▶ _PAGE EXCERPT_
This is a retrospective cohort study in patients ≥ 40 years who underwent elective or urgent CRC surgical resection between January 2013 and December 2015. Independent variables included: age, sex, and comorbidities. We analyzed variables associated with the surgical procedure, such as stoma creation, hospitalization during the year before the index surgery, the surgical approach used, the American Society of Anesthesiologists (ASA) score, and the Charlson Comorbidity Index score. Eight thousand four hundred and forty-seven patients with CRC underwent surgical resection.
Patient age affected both pre- and post-resection LOS as well as the overall survival (OS); however, it did not affect the 30-day readmission and reoperation rates. Multivariate analysis showed that age represented a risk factor for longer preoperative and postoperative LOS as well as for 30-day and 365-day mortality, but it was not associated with an increased risk of 30-day reoperation and 30-day readmission. Chronic Heart Failure increased the 30-day mortality risk by four times, the preoperative LOS by 51%, and the postoperative LOS by 33%. Chronic renal failure was associated with a 74% higher 30-day readmission rate.
Advanced age and comorbidities require a careful preoperative evaluation and appropriate perioperative management to improve surgical outcomes in older patients undergoing elective or urgent CRC resection.

▶ _WHAT NEEDS TO BE DONE_
Copy the colorectal cancer surgery study summary word for word.

▶ _INFORMATION GIVEN_

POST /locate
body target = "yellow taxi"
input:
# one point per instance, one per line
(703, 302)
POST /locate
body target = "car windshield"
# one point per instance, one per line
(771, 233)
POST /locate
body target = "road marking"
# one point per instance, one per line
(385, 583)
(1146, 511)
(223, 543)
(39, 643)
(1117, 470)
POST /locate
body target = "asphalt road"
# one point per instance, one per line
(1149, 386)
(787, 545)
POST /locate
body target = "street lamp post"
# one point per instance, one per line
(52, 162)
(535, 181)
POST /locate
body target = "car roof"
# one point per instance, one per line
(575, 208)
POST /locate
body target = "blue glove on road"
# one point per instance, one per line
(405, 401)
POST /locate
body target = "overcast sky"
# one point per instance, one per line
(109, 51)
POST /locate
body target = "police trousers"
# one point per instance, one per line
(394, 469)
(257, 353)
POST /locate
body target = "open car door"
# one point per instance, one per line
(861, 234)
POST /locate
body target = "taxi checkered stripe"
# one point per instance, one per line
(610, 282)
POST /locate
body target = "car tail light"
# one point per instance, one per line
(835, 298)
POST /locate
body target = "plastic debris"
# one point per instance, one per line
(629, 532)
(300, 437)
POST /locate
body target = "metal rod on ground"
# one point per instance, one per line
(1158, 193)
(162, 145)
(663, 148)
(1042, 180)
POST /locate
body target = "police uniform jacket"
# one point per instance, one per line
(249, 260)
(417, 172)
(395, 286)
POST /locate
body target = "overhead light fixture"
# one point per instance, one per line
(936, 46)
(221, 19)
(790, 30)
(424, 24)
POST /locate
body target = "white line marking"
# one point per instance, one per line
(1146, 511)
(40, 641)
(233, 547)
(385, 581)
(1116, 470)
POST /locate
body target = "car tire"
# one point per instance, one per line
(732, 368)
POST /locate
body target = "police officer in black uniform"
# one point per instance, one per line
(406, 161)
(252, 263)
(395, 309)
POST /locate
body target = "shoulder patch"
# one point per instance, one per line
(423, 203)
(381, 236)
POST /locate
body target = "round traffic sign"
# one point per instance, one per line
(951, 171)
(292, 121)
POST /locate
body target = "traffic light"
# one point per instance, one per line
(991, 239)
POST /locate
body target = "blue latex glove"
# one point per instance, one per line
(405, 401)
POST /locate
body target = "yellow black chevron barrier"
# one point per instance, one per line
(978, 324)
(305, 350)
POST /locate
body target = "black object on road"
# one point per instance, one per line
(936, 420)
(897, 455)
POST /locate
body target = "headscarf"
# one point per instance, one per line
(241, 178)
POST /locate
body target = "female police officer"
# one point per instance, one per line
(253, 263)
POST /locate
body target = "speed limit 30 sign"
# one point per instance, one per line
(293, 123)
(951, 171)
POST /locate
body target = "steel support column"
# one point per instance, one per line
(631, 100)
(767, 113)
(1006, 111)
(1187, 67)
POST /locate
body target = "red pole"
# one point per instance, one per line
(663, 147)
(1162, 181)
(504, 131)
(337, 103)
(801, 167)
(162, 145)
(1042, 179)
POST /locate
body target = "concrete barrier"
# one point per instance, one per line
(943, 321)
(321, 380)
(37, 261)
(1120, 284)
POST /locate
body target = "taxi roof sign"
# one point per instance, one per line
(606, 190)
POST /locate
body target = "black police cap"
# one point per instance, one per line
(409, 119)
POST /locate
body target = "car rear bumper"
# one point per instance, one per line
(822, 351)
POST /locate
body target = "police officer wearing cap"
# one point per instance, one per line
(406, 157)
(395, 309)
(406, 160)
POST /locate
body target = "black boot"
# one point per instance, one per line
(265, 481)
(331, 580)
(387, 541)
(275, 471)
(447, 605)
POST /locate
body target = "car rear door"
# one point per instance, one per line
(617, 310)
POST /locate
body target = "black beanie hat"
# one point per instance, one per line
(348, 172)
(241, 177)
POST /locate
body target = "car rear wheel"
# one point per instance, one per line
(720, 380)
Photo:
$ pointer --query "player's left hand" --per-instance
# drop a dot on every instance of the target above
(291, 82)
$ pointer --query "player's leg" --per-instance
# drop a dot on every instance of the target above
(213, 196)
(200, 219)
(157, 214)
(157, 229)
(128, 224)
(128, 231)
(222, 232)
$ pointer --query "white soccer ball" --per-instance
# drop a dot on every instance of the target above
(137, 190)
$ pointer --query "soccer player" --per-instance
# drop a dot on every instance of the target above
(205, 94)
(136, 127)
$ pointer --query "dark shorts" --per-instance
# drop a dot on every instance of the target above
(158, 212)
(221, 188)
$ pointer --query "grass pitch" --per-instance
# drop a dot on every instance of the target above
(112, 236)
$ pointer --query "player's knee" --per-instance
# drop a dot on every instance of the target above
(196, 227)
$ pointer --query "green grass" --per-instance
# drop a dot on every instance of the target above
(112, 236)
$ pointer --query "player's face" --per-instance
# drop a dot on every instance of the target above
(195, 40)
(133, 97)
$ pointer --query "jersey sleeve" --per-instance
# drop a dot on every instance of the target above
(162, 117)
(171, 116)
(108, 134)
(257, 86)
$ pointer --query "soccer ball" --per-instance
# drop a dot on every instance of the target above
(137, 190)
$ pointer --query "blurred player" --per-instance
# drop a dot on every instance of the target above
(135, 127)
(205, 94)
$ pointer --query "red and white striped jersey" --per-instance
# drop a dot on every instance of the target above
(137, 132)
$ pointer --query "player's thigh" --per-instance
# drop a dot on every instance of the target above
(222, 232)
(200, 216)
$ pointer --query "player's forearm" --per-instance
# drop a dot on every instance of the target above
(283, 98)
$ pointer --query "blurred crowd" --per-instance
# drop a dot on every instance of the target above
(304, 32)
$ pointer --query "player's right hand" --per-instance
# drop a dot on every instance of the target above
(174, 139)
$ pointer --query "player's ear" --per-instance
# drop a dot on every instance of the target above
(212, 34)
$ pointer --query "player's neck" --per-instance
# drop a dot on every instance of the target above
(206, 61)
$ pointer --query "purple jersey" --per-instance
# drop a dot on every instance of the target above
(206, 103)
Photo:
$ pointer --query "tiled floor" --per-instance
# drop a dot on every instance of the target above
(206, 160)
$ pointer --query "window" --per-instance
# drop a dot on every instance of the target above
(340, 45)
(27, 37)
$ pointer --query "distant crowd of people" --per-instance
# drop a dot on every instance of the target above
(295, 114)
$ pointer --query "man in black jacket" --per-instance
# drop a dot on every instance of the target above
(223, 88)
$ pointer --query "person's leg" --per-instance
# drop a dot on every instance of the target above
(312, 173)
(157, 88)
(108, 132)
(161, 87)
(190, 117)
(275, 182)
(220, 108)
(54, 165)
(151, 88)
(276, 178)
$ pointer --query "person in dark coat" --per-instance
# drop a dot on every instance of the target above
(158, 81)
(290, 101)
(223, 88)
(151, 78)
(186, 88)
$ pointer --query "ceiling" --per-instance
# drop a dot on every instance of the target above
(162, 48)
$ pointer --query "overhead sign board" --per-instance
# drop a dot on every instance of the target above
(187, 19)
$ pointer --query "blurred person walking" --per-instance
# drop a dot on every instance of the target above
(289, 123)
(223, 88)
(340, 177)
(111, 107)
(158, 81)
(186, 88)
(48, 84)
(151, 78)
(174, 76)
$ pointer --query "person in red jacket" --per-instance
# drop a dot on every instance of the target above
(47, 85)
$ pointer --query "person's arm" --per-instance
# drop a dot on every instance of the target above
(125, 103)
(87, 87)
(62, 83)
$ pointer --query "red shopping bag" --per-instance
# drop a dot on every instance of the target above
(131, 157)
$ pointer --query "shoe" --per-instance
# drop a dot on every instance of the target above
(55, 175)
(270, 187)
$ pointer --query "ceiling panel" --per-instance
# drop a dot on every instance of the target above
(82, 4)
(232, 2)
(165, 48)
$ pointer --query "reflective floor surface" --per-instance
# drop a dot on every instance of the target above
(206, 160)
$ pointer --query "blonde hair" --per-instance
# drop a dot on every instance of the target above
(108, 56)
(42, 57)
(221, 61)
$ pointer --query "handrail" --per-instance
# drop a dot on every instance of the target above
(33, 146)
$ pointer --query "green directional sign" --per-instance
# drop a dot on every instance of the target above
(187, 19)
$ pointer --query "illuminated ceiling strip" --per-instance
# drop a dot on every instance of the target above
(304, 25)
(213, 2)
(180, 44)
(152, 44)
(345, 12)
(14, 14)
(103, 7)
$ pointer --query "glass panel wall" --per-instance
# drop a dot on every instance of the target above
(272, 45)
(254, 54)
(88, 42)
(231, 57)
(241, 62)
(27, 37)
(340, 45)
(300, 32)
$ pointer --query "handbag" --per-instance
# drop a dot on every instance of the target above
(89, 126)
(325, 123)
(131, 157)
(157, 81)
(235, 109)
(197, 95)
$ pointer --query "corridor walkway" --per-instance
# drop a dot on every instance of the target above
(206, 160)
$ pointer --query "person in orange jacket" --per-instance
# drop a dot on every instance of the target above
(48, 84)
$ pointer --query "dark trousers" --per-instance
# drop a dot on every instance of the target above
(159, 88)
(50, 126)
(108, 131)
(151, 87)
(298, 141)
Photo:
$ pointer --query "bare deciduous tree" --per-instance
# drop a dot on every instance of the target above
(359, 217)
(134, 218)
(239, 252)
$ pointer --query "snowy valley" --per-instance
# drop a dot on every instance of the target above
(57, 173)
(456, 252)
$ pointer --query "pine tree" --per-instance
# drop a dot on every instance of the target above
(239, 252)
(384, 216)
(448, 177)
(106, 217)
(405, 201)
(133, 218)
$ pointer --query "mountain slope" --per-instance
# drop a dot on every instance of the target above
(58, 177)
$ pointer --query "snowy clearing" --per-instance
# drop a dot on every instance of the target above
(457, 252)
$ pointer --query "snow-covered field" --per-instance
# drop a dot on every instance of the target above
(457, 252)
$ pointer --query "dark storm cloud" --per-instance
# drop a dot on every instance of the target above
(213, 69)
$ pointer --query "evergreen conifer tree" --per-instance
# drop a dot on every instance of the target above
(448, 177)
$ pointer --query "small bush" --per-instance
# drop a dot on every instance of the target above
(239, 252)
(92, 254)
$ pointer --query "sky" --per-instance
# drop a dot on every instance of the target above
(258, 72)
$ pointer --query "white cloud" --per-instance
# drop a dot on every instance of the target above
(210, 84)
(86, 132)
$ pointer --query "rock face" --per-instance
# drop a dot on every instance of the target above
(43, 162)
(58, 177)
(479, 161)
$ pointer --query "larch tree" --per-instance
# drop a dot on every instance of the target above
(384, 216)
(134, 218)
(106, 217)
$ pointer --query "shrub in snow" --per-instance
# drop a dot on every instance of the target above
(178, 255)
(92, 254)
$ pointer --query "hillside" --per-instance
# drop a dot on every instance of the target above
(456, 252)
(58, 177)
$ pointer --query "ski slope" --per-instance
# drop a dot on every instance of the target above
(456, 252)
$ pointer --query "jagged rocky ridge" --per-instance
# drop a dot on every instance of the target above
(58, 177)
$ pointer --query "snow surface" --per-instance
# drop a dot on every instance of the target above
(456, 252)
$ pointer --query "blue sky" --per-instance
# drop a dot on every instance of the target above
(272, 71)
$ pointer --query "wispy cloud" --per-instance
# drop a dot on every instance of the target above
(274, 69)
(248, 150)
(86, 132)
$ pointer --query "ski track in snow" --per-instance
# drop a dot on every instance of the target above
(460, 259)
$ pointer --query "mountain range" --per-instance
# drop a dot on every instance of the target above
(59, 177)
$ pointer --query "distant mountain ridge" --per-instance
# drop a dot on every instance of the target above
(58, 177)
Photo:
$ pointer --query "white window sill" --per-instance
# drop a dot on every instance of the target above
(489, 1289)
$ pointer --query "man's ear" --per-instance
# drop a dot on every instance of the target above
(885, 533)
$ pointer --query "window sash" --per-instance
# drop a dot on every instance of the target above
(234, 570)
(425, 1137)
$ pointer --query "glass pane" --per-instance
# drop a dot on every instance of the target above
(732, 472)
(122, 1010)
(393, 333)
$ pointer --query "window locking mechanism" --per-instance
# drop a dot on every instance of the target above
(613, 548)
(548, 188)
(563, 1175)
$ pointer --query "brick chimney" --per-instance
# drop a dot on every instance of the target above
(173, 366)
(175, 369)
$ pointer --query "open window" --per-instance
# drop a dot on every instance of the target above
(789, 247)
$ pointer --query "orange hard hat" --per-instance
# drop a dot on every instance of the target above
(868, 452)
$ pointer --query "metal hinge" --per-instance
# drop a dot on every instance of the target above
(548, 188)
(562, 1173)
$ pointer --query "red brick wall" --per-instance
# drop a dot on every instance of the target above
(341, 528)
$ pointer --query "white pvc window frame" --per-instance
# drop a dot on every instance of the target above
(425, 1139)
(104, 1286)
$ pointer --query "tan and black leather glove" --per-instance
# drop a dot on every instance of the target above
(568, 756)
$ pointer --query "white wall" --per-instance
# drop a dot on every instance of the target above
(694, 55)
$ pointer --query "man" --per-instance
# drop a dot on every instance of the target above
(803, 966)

▶ _TASK ANSWER_
This is a retrospective cohort study in patients ≥ 40 years who underwent elective or urgent CRC surgical resection between January 2013 and December 2015. Independent variables included: age, sex, and comorbidities. We analyzed variables associated with the surgical procedure, such as stoma creation, hospitalization during the year before the index surgery, the surgical approach used, the American Society of Anesthesiologists (ASA) score, and the Charlson Comorbidity Index score. Eight thousand four hundred and forty-seven patients with CRC underwent surgical resection.
Patient age affected both pre- and post-resection LOS as well as the overall survival (OS); however, it did not affect the 30-day readmission and reoperation rates. Multivariate analysis showed that age represented a risk factor for longer preoperative and postoperative LOS as well as for 30-day and 365-day mortality, but it was not associated with an increased risk of 30-day reoperation and 30-day readmission. Chronic Heart Failure increased the 30-day mortality risk by four times, the preoperative LOS by 51%, and the postoperative LOS by 33%. Chronic renal failure was associated with a 74% higher 30-day readmission rate.
Advanced age and comorbidities require a careful preoperative evaluation and appropriate perioperative management to improve surgical outcomes in older patients undergoing elective or urgent CRC resection.